■ THE PROBLEM ■
Rewrite all of the records below, requests included, and add -43 to every coordinate in the answer points. Leave the numbers inside the requests unchanged.

■ EXTRACTED MATERIAL ■
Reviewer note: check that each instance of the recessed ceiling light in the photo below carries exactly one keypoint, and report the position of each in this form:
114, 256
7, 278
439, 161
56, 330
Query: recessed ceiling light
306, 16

■ SOLUTION FOR THIS TASK ■
Reviewer note: check that each instance of the recessed ceiling light in the photo below carries exactly one keypoint, and report the position of each in this form:
114, 256
7, 278
439, 161
56, 330
Query: recessed ceiling light
263, -27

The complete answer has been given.